What to do: The entries must be restated exactly as written.
********************
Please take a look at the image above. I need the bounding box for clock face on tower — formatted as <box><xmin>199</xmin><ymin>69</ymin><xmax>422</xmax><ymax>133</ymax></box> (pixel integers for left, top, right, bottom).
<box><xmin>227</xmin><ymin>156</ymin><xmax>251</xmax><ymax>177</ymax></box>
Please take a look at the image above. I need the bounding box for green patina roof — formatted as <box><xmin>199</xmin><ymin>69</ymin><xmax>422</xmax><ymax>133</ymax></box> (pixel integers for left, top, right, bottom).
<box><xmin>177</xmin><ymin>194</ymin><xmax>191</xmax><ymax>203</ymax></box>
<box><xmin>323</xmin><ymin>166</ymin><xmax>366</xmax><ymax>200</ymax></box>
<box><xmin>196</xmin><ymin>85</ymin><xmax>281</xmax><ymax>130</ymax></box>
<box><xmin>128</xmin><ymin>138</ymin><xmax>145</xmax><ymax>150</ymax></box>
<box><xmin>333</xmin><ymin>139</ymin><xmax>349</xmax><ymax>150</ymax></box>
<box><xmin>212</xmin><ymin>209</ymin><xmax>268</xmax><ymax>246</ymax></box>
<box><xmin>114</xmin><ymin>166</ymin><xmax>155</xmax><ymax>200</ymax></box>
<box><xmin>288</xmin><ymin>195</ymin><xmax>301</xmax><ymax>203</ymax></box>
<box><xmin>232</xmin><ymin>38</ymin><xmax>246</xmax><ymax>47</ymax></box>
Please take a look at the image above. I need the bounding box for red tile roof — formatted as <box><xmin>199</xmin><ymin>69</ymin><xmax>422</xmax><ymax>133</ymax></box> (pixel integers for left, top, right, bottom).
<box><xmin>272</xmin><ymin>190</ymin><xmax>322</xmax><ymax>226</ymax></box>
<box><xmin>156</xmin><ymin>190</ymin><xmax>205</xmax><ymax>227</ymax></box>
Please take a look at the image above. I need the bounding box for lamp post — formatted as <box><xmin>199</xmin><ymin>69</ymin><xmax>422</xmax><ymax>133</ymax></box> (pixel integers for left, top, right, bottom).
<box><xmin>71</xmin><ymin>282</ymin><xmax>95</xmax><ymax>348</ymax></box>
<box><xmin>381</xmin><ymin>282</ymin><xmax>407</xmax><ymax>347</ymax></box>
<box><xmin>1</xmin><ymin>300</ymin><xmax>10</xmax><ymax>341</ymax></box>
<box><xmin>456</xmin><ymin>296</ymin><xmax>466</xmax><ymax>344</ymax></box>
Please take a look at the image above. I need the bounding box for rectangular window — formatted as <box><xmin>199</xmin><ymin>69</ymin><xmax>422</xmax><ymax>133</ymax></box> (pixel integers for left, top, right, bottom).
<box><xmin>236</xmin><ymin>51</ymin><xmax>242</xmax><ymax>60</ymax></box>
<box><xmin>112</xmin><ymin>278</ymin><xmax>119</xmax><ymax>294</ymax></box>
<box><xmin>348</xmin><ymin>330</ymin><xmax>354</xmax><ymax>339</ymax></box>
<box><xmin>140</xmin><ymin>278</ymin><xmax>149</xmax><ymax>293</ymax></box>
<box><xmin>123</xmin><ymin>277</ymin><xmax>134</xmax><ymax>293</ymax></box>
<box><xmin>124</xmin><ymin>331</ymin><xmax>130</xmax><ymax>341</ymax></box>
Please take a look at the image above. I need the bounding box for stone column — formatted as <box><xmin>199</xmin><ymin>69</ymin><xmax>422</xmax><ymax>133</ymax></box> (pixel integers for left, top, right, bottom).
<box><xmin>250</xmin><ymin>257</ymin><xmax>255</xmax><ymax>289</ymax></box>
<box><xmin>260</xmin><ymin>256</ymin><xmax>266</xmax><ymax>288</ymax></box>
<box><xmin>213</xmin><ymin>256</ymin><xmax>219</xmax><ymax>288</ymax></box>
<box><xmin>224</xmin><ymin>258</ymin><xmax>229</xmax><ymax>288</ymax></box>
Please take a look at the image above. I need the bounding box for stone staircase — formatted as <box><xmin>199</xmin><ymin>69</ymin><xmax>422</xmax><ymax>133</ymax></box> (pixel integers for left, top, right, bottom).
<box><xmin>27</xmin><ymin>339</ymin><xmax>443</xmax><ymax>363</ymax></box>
********************
Exercise result:
Please take a look at the image above. I need the bounding box for clock face on tower — formatted as <box><xmin>199</xmin><ymin>69</ymin><xmax>422</xmax><ymax>133</ymax></box> (pixel integers for left, top, right, bottom).
<box><xmin>227</xmin><ymin>156</ymin><xmax>251</xmax><ymax>177</ymax></box>
Please take a look at the image above. I need the bounding box for green patina roof — formatted as <box><xmin>199</xmin><ymin>69</ymin><xmax>422</xmax><ymax>133</ymax></box> (pixel integers for left, top, right, bottom).
<box><xmin>177</xmin><ymin>194</ymin><xmax>191</xmax><ymax>203</ymax></box>
<box><xmin>323</xmin><ymin>166</ymin><xmax>366</xmax><ymax>200</ymax></box>
<box><xmin>196</xmin><ymin>85</ymin><xmax>281</xmax><ymax>130</ymax></box>
<box><xmin>128</xmin><ymin>138</ymin><xmax>145</xmax><ymax>150</ymax></box>
<box><xmin>333</xmin><ymin>139</ymin><xmax>349</xmax><ymax>150</ymax></box>
<box><xmin>212</xmin><ymin>209</ymin><xmax>268</xmax><ymax>246</ymax></box>
<box><xmin>114</xmin><ymin>166</ymin><xmax>155</xmax><ymax>200</ymax></box>
<box><xmin>288</xmin><ymin>195</ymin><xmax>301</xmax><ymax>203</ymax></box>
<box><xmin>232</xmin><ymin>38</ymin><xmax>246</xmax><ymax>47</ymax></box>
Please take a look at the image above. I need the bounding box for red tile roof — formatted as <box><xmin>199</xmin><ymin>69</ymin><xmax>422</xmax><ymax>133</ymax></box> (pixel integers for left, top, right, bottom).
<box><xmin>272</xmin><ymin>190</ymin><xmax>322</xmax><ymax>226</ymax></box>
<box><xmin>156</xmin><ymin>190</ymin><xmax>205</xmax><ymax>227</ymax></box>
Please take a look at the image above. I need the bounding box for lamp post — formatted as <box><xmin>199</xmin><ymin>69</ymin><xmax>422</xmax><ymax>133</ymax></box> (pixel integers for left, top, right, bottom).
<box><xmin>71</xmin><ymin>282</ymin><xmax>95</xmax><ymax>348</ymax></box>
<box><xmin>381</xmin><ymin>282</ymin><xmax>407</xmax><ymax>347</ymax></box>
<box><xmin>1</xmin><ymin>300</ymin><xmax>10</xmax><ymax>341</ymax></box>
<box><xmin>456</xmin><ymin>296</ymin><xmax>466</xmax><ymax>344</ymax></box>
Please take a look at the image above. I need the bounding box for rectangular window — formatted as <box><xmin>199</xmin><ymin>69</ymin><xmax>422</xmax><ymax>133</ymax></box> (pixel integers for left, top, right, bottom).
<box><xmin>236</xmin><ymin>51</ymin><xmax>242</xmax><ymax>60</ymax></box>
<box><xmin>112</xmin><ymin>278</ymin><xmax>119</xmax><ymax>294</ymax></box>
<box><xmin>348</xmin><ymin>330</ymin><xmax>354</xmax><ymax>339</ymax></box>
<box><xmin>140</xmin><ymin>278</ymin><xmax>149</xmax><ymax>293</ymax></box>
<box><xmin>123</xmin><ymin>277</ymin><xmax>134</xmax><ymax>293</ymax></box>
<box><xmin>124</xmin><ymin>331</ymin><xmax>130</xmax><ymax>341</ymax></box>
Please take a look at the image above. I need the bounding box for stone column — formatted as <box><xmin>199</xmin><ymin>69</ymin><xmax>422</xmax><ymax>133</ymax></box> (pixel integers for left, top, right, bottom).
<box><xmin>250</xmin><ymin>257</ymin><xmax>255</xmax><ymax>289</ymax></box>
<box><xmin>260</xmin><ymin>256</ymin><xmax>266</xmax><ymax>288</ymax></box>
<box><xmin>213</xmin><ymin>256</ymin><xmax>219</xmax><ymax>288</ymax></box>
<box><xmin>224</xmin><ymin>258</ymin><xmax>229</xmax><ymax>288</ymax></box>
Please take a look at the image above. I need the bounding box for stone staircase — formatted as <box><xmin>199</xmin><ymin>69</ymin><xmax>422</xmax><ymax>133</ymax></box> (pixel integers for left, top, right, bottom).
<box><xmin>27</xmin><ymin>339</ymin><xmax>443</xmax><ymax>363</ymax></box>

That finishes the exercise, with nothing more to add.